_Requirements_.
A) Copy the airport lounge tax case word for word, starting at "The assessee-company was" and ending at "nature of royalty.".
B) In the airport lounge tax case, what period did the License Agreement cover?
C) Write the next part of the airport lounge tax case, picking up after its last sentence.

_Text excerpt_.
● ● ● ● ● ● ●
By TIOL News Service

NEW DELHI, JULY 12, 2017: THE issues before the Bench is - Whether when assessee pays composite licence fee comprising of rent and royalty for right to operate airport lounge, such payment falls within expanded ambit of rent u/s 194-I. YES is the verdict.

Facts of the case    

The assessee-company was awarded the contract for running an Executive Lounge at the Indira Gandhi International Airport, New Delhi (‘IGI’) by the Airports Authority of India (‘AAI’). The award of the contract was preceded by a bidding process and the successful bidder had to quote the royalty amount. The AAI was to fix the licence fee for the space to be provided to the successful bidder for operating the lounge.

A License Agreement (LA) was entered into and the period of licence was from 1st October, 1998 to 30th September, 2003. A controversy arose regarding the failure on the Assessee’s part to deduct tax at source in terms of Section 194-I of the Act read with Section 201(1) thereof from the payments made by it to AAI under the LA. The stand taken by the Assessee was that the payment was not in the nature of rent but in the nature of royalty.

The AO held that there was a failure by the Assessee to deduct tax at source from the rent payments and accordingly, it was held that the Assessee was deemed to be an Assessee in default to the extent of non-deduction or short deduction of tax under Section 201(1) of the Act. The total short deduction for the FYs worked out to Rs 1,17,39,448. The interest thereon under Section 201(1A) of the Act worked out to Rs 61,80,971. Thus, the total demand worked out to Rs. 1,79,20,419. It was held that the mere fact that one part of the payment under Clause 2(a) of the LA was termed as royalty “cannot take away the character of payments being rent for the use of land and premises at the Indira Gandhi International Airport in respect of International Terminal.” The CIT(A) concurred with the view of the AO.
● ● ● ● ● ● ●
_Dataset extract_.
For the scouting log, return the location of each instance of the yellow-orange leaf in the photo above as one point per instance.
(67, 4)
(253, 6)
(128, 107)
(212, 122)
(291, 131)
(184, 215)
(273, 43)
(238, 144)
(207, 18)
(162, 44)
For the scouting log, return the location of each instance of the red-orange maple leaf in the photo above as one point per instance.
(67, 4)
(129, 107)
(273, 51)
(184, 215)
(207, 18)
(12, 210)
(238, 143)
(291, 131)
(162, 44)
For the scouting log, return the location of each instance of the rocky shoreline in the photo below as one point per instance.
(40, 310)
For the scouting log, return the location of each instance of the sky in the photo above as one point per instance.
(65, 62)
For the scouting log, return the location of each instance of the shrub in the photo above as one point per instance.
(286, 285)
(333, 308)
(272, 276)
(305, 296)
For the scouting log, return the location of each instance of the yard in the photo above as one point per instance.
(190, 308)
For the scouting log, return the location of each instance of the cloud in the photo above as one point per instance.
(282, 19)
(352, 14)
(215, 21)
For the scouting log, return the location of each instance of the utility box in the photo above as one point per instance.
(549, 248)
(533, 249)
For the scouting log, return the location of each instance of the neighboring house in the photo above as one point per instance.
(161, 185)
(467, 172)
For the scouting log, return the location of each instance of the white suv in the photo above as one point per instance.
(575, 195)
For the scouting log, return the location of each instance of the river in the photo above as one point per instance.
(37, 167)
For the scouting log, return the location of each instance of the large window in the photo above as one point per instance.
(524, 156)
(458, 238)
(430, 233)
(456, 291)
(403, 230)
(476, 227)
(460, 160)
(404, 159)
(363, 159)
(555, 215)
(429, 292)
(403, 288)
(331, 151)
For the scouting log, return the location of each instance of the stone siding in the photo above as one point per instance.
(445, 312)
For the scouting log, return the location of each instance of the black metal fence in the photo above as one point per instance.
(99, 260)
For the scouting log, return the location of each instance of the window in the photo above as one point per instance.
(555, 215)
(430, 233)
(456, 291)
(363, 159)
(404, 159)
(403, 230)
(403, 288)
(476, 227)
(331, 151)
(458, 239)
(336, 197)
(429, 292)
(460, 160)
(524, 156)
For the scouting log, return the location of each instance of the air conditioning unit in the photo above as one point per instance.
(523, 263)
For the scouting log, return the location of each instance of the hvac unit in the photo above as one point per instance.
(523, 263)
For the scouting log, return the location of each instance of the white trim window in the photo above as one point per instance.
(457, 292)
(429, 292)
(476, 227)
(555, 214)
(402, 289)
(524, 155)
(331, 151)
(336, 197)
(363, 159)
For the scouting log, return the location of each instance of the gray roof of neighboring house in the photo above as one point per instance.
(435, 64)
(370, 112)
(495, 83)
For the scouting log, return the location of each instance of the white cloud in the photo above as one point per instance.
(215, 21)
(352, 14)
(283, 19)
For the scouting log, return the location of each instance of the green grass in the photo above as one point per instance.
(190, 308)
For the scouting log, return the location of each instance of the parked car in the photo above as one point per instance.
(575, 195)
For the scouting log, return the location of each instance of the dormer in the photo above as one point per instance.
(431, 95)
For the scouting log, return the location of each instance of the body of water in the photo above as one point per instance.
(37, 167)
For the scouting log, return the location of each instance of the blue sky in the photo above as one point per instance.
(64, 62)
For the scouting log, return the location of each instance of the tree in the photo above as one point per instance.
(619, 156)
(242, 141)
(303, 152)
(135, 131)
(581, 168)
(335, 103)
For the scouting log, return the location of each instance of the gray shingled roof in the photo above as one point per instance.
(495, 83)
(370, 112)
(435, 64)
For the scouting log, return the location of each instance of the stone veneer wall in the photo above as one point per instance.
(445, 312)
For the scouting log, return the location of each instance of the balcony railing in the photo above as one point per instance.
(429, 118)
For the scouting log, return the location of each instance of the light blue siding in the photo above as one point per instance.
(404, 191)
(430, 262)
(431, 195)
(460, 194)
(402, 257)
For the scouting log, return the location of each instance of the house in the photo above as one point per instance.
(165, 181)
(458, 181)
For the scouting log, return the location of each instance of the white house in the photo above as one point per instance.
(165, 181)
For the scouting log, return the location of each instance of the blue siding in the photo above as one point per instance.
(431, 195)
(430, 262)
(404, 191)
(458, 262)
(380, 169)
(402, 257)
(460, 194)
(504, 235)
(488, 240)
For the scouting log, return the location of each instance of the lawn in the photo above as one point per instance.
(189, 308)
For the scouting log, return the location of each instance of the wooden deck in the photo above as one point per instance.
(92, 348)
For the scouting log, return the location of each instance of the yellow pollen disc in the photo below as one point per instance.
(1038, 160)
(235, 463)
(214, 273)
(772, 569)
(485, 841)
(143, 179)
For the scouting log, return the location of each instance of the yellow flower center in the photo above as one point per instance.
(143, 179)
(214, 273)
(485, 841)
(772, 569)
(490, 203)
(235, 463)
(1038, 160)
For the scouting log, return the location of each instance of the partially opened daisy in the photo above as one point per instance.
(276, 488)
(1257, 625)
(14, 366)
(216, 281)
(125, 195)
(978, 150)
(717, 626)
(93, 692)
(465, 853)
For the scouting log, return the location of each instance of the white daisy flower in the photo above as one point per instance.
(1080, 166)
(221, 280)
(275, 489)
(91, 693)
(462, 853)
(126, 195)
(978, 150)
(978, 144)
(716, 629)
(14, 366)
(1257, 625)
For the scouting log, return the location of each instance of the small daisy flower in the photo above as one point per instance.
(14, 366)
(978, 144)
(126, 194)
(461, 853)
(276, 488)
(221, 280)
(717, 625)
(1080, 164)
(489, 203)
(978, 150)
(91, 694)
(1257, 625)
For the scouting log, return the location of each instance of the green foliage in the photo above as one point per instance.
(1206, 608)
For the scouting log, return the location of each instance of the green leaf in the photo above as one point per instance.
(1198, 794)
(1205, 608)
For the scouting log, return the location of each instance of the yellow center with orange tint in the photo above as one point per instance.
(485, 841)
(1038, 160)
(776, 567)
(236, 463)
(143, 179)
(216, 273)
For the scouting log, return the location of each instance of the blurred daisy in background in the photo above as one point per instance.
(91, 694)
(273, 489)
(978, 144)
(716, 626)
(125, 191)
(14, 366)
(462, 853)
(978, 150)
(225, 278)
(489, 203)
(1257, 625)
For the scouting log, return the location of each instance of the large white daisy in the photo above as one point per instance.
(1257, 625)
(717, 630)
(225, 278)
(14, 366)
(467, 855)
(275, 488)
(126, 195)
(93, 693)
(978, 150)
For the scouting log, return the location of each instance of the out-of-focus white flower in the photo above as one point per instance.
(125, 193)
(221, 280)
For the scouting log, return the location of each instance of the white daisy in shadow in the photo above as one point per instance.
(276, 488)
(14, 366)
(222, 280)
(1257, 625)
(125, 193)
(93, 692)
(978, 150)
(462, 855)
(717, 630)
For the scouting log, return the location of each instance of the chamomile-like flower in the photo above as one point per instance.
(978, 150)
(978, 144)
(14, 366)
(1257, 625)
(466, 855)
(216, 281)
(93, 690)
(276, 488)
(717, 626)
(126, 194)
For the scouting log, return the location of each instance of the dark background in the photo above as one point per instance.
● ● ● ● ● ● ●
_Task responses_.
A)
The assessee-company was awarded the contract for running an Executive Lounge at the Indira Gandhi International Airport, New Delhi (‘IGI’) by the Airports Authority of India (‘AAI’). The award of the contract was preceded by a bidding process and the successful bidder had to quote the royalty amount. The AAI was to fix the licence fee for the space to be provided to the successful bidder for operating the lounge.

A License Agreement (LA) was entered into and the period of licence was from 1st October, 1998 to 30th September, 2003. A controversy arose regarding the failure on the Assessee’s part to deduct tax at source in terms of Section 194-I of the Act read with Section 201(1) thereof from the payments made by it to AAI under the LA. The stand taken by the Assessee was that the payment was not in the nature of rent but in the nature of royalty.

B) From 1st October, 1998 to 30th September, 2003.

C)
On appeal before the ITAT, the certificate issued by the AAI stated that the royalty charged was not for the use of the building but for the right to carry on the business. It further clarified that it was for the right to operate the lounge and therefore, the amount paid by the assessee was not rent. The ITAT finally ruled in favour of the assessee.

On appeal, the HC held that,

++ in the present case, the Assessee is permitted to operate an executive lounge. The question of being able to operate the lounge without the actual use of the space simply does not arise. The payment for the use of space is inseparable from the payment of royalty for the right to operate the lounge. Therefore, even applying the ratio of Japan Airlines Co. Limited v. CIT the only conclusion that can be drawn is that the payment of the sum by the Assessee to the AAI under the LA falls within the expanded definition of ‘rent’ under Section 194-I of the Act. The certificate issued by the AAI stating that the payment of licence fee for the space is different from the payment of royalty will not make a difference to the legal position as regards Section 194 I of the Act;

++ the Court is satisfied that in the present case, the payment made by the Assessee to AAI under the LA is ‘rent’ within the meaning of Section 194-I of the Act.